Aim: Word for word, set down the records and skip each picture.

----------------

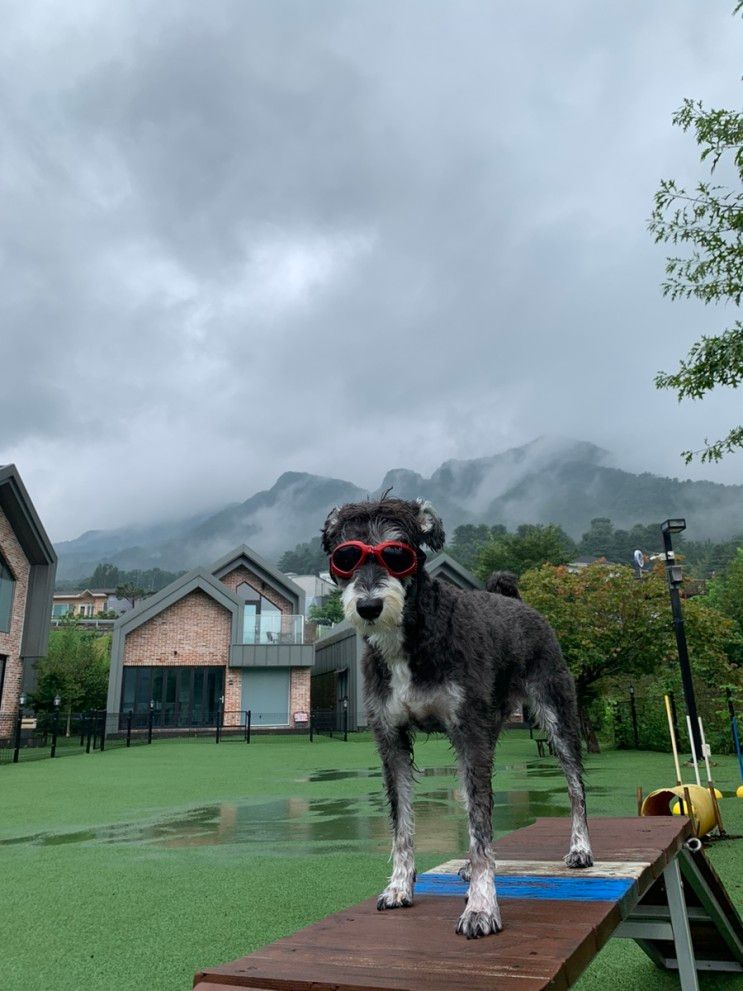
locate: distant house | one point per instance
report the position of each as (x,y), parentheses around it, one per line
(337,672)
(88,603)
(27,567)
(317,588)
(231,636)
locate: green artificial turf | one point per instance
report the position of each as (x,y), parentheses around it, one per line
(134,868)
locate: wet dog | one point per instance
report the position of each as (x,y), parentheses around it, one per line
(439,659)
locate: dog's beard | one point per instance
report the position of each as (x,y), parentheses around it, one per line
(392,593)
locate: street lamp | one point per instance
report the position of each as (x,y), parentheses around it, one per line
(675,579)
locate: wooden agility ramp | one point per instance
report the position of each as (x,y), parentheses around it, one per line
(645,885)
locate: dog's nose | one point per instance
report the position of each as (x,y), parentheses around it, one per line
(369,608)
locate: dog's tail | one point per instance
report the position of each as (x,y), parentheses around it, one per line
(503,583)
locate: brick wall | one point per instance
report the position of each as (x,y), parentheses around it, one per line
(195,630)
(10,643)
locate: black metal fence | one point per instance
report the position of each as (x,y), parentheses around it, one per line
(34,736)
(639,720)
(330,722)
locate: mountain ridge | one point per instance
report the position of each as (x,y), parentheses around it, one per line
(546,481)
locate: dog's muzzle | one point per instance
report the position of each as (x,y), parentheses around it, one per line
(369,609)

----------------

Solution for this exercise:
locate: distant house | one point per instance
report the position of each as (x,y), parentheses around it, one per line
(337,672)
(88,603)
(27,567)
(317,588)
(231,636)
locate: green artificial turf | one point per instance
report the position of each as (x,y), parentheses around it, one per line
(134,868)
locate: wet dog | one point per instance
report the position of each as (x,y), parentheses around it, one per line
(439,659)
locate: dog's beard | one point per instance
report the position of each as (x,y), parentheses around it, one per line
(392,593)
locate: street lamp | one point per instance
report the position of each as (x,y), parentheses around it, one per line
(675,579)
locate: wooden agility ramp | one point per instance
report the position of each as (x,y), parentheses around it, one per line
(645,885)
locate: dog's nose | one point per instance
report the position of each as (x,y), parentheses around it, one per line
(369,608)
locate: dog's tail | one point per instance
report the position of each as (x,y), parentheses around it, one per line
(503,583)
locate: brick wall | one point per instance
report the position of each as (x,y), parentheses around it, one per line
(195,630)
(10,643)
locate: black metal fence | one point per instance
report the position of each as (x,y), parentheses around it, one per line
(34,736)
(639,720)
(330,722)
locate: mountain ridge | one point per instance
report the position of each as (x,y), parentheses around it, one per line
(546,481)
locate: dog's muzzle | one point per instance
report the position of each as (x,y), parentheses around it, one per line
(369,609)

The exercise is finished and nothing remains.